> [Prompt]: Everything from the line containing "For every instance of the roof" through the final line of the entries below should be repeated exactly, and nothing else.

> [Records shown]:
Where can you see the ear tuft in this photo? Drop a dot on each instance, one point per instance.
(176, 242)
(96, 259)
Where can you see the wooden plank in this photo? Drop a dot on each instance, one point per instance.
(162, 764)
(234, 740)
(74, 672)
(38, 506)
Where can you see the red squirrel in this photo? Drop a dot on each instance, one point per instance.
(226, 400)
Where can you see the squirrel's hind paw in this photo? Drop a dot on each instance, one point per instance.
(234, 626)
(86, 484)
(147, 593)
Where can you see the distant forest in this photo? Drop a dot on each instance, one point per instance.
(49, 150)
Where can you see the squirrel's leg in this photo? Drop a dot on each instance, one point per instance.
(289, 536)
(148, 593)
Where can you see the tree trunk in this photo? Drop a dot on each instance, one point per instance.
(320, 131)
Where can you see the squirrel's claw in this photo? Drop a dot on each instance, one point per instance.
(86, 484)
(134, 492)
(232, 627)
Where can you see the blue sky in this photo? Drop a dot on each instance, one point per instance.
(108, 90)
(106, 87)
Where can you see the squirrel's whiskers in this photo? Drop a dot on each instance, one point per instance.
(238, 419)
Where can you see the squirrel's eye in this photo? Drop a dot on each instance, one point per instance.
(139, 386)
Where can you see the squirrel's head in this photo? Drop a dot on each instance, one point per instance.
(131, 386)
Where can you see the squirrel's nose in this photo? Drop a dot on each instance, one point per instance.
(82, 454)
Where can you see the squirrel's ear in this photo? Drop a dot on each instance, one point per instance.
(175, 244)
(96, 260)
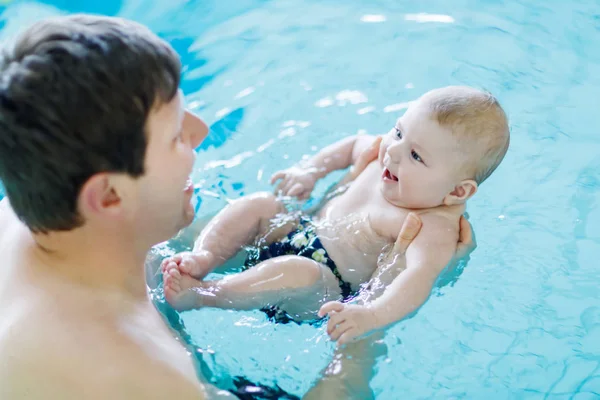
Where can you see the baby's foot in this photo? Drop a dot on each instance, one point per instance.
(197, 264)
(177, 290)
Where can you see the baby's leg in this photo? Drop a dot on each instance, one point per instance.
(235, 226)
(296, 284)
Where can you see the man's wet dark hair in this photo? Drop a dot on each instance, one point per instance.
(75, 96)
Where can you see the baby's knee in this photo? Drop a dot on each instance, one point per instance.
(265, 203)
(306, 272)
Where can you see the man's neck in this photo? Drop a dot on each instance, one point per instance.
(102, 261)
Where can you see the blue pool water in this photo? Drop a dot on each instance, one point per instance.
(279, 79)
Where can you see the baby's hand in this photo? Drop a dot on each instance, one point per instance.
(197, 265)
(295, 182)
(348, 321)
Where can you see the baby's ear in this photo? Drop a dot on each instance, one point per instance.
(461, 193)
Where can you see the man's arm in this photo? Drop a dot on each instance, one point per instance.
(339, 155)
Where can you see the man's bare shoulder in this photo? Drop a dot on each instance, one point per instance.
(50, 358)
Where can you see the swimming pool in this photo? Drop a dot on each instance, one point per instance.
(279, 79)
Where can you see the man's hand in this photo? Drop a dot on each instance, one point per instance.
(295, 182)
(348, 321)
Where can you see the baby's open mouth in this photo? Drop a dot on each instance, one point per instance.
(388, 175)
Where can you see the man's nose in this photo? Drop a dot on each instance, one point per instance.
(195, 127)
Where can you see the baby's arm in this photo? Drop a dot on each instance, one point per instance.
(299, 180)
(427, 256)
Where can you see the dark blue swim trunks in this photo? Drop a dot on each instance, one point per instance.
(302, 241)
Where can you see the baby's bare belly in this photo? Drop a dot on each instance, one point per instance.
(354, 247)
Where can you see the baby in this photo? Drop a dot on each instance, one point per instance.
(430, 163)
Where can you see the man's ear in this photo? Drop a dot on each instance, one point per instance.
(461, 193)
(99, 197)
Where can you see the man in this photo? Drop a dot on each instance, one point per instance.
(95, 153)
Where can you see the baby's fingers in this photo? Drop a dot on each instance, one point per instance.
(329, 307)
(296, 190)
(348, 336)
(277, 176)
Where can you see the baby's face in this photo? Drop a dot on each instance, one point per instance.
(420, 160)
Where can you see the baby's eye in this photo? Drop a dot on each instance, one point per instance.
(416, 156)
(398, 133)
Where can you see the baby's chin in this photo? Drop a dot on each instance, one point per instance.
(396, 199)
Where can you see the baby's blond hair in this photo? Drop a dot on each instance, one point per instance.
(478, 121)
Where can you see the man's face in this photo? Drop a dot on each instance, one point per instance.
(164, 192)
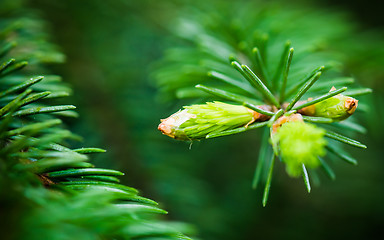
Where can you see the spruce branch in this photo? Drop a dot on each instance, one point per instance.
(298, 128)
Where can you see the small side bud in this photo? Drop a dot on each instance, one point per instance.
(338, 107)
(197, 121)
(299, 143)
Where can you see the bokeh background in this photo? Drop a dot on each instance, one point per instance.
(112, 49)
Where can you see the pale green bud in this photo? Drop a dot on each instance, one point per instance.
(300, 143)
(197, 121)
(338, 107)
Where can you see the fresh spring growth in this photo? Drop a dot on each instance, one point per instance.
(338, 107)
(300, 143)
(197, 121)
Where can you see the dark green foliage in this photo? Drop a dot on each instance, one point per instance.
(47, 189)
(111, 46)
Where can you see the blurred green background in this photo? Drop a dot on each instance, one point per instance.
(112, 48)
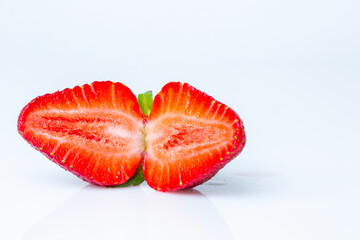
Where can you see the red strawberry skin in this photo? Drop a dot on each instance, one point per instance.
(190, 137)
(93, 131)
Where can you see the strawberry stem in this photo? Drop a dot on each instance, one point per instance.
(145, 102)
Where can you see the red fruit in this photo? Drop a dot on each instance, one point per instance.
(99, 133)
(93, 131)
(190, 137)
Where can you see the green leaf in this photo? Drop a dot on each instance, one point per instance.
(145, 102)
(136, 179)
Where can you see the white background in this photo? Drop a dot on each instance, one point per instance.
(291, 69)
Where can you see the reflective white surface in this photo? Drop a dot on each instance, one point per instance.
(290, 69)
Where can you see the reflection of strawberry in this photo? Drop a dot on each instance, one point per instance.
(98, 132)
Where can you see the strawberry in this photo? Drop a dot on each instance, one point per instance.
(93, 131)
(190, 137)
(99, 133)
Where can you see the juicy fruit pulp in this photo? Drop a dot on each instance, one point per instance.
(99, 133)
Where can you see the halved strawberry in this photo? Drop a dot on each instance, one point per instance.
(98, 132)
(190, 137)
(94, 131)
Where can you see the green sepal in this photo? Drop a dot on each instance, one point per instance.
(136, 179)
(145, 102)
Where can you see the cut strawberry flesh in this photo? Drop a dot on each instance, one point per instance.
(98, 132)
(190, 137)
(94, 131)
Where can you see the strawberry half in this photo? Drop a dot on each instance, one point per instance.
(93, 131)
(190, 137)
(99, 133)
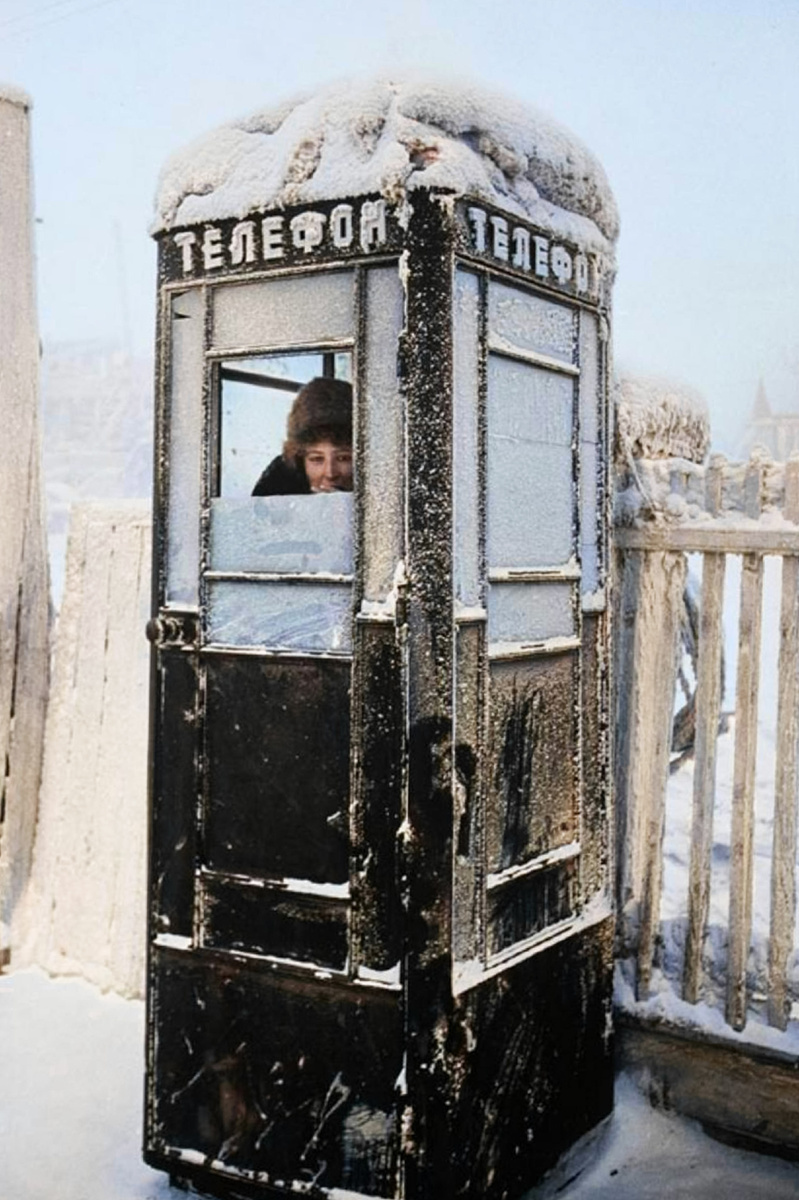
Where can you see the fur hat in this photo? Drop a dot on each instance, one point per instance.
(322, 412)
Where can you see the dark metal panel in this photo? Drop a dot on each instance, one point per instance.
(595, 737)
(526, 906)
(378, 786)
(270, 1074)
(175, 784)
(277, 767)
(428, 389)
(534, 1057)
(532, 774)
(469, 801)
(241, 916)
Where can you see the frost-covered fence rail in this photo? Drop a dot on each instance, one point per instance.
(666, 510)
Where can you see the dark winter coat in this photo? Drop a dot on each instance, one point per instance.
(281, 479)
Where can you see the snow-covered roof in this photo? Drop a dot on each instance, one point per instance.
(390, 137)
(658, 418)
(13, 95)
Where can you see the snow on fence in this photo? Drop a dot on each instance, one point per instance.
(666, 511)
(83, 911)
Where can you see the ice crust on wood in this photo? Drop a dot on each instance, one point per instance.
(84, 906)
(13, 95)
(24, 589)
(391, 137)
(659, 418)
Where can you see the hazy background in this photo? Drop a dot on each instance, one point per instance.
(690, 106)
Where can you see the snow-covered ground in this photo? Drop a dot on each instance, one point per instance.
(71, 1116)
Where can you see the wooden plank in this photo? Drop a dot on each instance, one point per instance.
(708, 539)
(743, 809)
(784, 853)
(662, 580)
(708, 707)
(749, 1092)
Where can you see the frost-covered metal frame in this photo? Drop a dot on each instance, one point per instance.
(588, 852)
(404, 997)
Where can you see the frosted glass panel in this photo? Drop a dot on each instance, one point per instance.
(383, 433)
(530, 486)
(284, 312)
(184, 447)
(529, 612)
(588, 492)
(283, 533)
(589, 395)
(281, 616)
(466, 439)
(530, 323)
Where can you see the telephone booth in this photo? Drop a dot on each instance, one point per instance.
(380, 929)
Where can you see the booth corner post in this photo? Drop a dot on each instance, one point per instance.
(380, 930)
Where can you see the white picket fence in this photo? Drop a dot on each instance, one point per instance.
(667, 510)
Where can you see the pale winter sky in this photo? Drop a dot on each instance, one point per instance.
(691, 106)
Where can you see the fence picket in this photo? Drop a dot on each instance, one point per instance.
(708, 708)
(662, 580)
(743, 811)
(784, 855)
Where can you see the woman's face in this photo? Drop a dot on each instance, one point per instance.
(328, 467)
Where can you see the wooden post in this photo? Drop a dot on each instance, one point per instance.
(784, 853)
(743, 813)
(708, 707)
(24, 591)
(652, 700)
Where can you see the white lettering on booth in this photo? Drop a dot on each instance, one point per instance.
(532, 252)
(341, 226)
(271, 237)
(185, 241)
(500, 238)
(242, 243)
(307, 231)
(478, 217)
(212, 250)
(522, 249)
(541, 257)
(372, 223)
(560, 264)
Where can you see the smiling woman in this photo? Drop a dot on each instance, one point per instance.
(318, 450)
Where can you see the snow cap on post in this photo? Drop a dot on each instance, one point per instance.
(390, 138)
(659, 418)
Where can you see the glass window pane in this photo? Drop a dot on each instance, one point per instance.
(293, 311)
(529, 323)
(589, 378)
(383, 433)
(530, 486)
(256, 395)
(283, 533)
(529, 612)
(281, 616)
(184, 443)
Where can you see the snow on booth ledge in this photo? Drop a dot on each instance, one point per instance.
(360, 137)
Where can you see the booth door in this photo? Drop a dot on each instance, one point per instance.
(270, 1050)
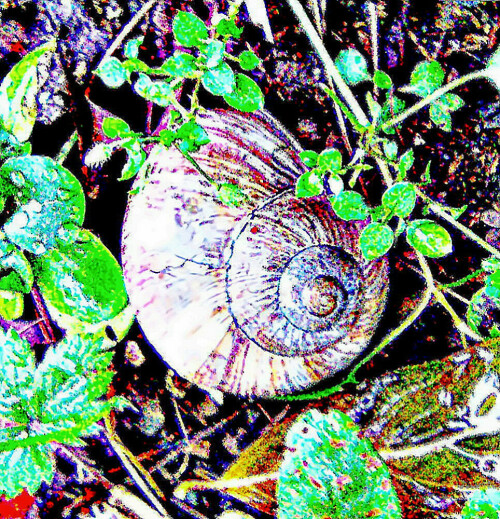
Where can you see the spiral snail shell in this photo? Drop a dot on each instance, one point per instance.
(258, 300)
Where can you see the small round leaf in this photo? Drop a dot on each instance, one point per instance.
(400, 199)
(429, 238)
(375, 240)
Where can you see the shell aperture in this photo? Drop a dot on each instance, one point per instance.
(267, 298)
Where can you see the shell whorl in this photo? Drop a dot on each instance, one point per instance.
(267, 298)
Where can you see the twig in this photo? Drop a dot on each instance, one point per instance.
(126, 30)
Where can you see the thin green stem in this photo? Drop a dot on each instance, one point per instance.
(466, 231)
(432, 97)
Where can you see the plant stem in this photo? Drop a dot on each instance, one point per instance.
(467, 232)
(330, 67)
(432, 97)
(460, 325)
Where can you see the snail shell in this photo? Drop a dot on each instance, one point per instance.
(263, 299)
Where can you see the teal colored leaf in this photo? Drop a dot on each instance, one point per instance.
(246, 95)
(350, 205)
(227, 27)
(352, 66)
(248, 60)
(82, 279)
(219, 80)
(114, 127)
(328, 471)
(400, 199)
(214, 53)
(112, 73)
(429, 238)
(131, 48)
(11, 305)
(56, 198)
(309, 183)
(309, 158)
(330, 160)
(181, 64)
(231, 195)
(25, 468)
(135, 159)
(375, 240)
(18, 92)
(484, 503)
(382, 80)
(189, 30)
(426, 77)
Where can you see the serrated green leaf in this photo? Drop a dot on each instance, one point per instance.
(231, 195)
(56, 198)
(131, 48)
(246, 95)
(189, 30)
(112, 72)
(328, 471)
(375, 240)
(429, 238)
(426, 77)
(350, 205)
(352, 66)
(181, 64)
(330, 160)
(248, 60)
(400, 199)
(382, 80)
(114, 127)
(309, 158)
(309, 183)
(18, 92)
(11, 305)
(227, 27)
(220, 80)
(82, 279)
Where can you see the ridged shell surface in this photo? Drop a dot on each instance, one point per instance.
(267, 298)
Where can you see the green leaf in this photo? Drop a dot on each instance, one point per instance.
(309, 183)
(246, 95)
(114, 127)
(330, 159)
(231, 194)
(328, 471)
(405, 163)
(82, 280)
(219, 80)
(350, 205)
(227, 27)
(214, 53)
(484, 503)
(56, 199)
(11, 305)
(309, 158)
(248, 60)
(135, 159)
(429, 238)
(352, 66)
(426, 77)
(181, 64)
(375, 240)
(400, 199)
(18, 92)
(382, 80)
(131, 48)
(189, 30)
(112, 73)
(25, 469)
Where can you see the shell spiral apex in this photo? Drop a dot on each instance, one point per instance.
(258, 300)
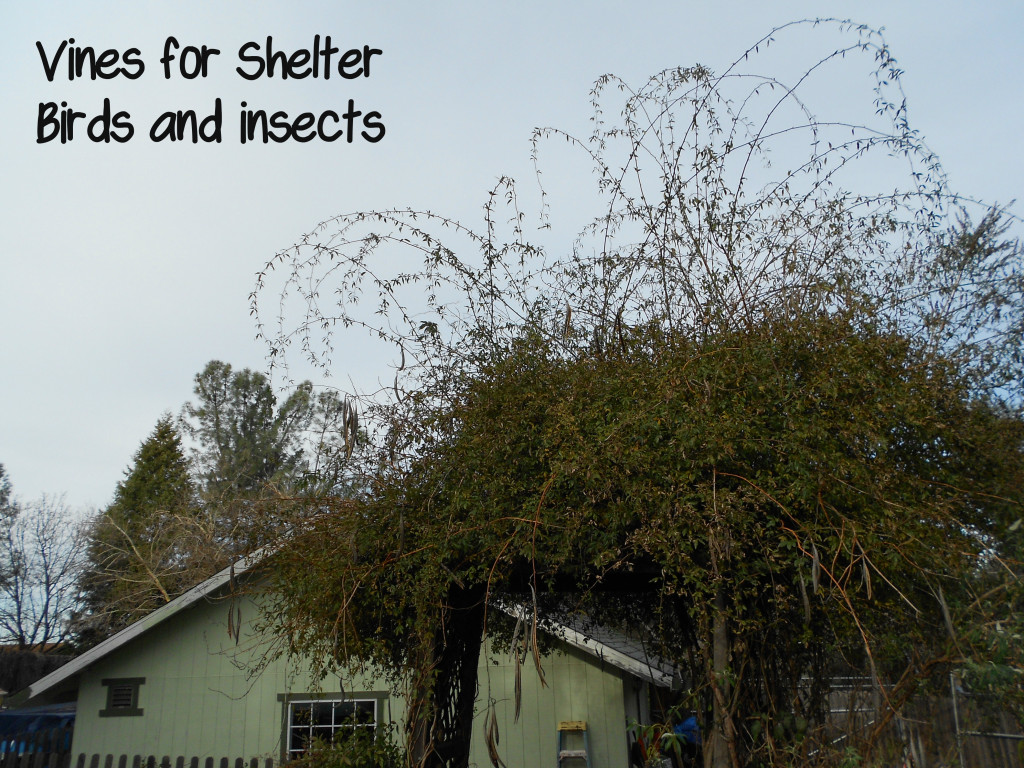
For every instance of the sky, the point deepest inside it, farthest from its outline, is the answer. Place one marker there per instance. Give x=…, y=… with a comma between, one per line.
x=126, y=266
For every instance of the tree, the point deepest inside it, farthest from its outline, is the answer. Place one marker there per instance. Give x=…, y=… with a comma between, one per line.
x=41, y=554
x=753, y=400
x=139, y=554
x=174, y=522
x=245, y=439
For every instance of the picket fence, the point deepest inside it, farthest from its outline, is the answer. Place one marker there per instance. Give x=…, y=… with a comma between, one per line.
x=138, y=761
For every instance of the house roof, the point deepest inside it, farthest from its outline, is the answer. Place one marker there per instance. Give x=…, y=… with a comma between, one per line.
x=608, y=645
x=59, y=678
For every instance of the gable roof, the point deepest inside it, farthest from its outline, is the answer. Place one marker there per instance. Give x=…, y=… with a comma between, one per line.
x=605, y=644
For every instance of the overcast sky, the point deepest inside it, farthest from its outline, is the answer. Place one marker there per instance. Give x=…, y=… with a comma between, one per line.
x=125, y=267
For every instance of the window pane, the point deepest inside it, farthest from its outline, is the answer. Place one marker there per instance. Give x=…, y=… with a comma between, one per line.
x=322, y=713
x=343, y=712
x=301, y=714
x=330, y=722
x=366, y=713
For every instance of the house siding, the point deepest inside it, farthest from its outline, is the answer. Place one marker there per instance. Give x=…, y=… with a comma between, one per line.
x=199, y=700
x=579, y=687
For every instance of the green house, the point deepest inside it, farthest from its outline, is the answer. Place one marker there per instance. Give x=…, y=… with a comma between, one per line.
x=180, y=683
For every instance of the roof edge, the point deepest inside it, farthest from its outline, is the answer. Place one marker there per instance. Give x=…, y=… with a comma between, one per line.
x=143, y=625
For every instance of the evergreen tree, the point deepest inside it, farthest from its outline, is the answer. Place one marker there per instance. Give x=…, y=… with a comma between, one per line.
x=137, y=556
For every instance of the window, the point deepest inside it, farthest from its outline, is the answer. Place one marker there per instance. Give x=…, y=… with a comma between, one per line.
x=122, y=696
x=328, y=718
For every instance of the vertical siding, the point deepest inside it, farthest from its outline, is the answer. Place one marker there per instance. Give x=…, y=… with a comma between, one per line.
x=580, y=687
x=198, y=699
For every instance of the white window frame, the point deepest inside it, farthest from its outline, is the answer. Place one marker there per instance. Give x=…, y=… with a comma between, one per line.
x=336, y=722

> [Answer area]:
For every instance of the roof edge, the point deepest inside it, farthest from its outline, is the answer. Place one marker there per instance. Give x=…, y=… with a comma between, one per line.
x=143, y=625
For every instance of the evergreen tree, the point deepest inside it, farthest from its outline, is the answer. Place one marker there per instance. Give x=…, y=… with a comma between, one per line.
x=137, y=556
For every instance of the window, the point deepest inside it, farthest from its outline, is the answer. Place one marker there per instance. Give x=…, y=… with a comma between, one per line.
x=122, y=696
x=328, y=718
For every instance of the vertical siding, the point deepest inside it, farthest from its outline, is the answer. Place one marker there per instance. Give x=…, y=… with a comma between, one per line.
x=580, y=687
x=198, y=699
For every instance of the white window frame, the point deepest inside it, farthest from its outline, is the answer. Place one marker there per instance. Give x=…, y=… with a comma between, one per line.
x=336, y=722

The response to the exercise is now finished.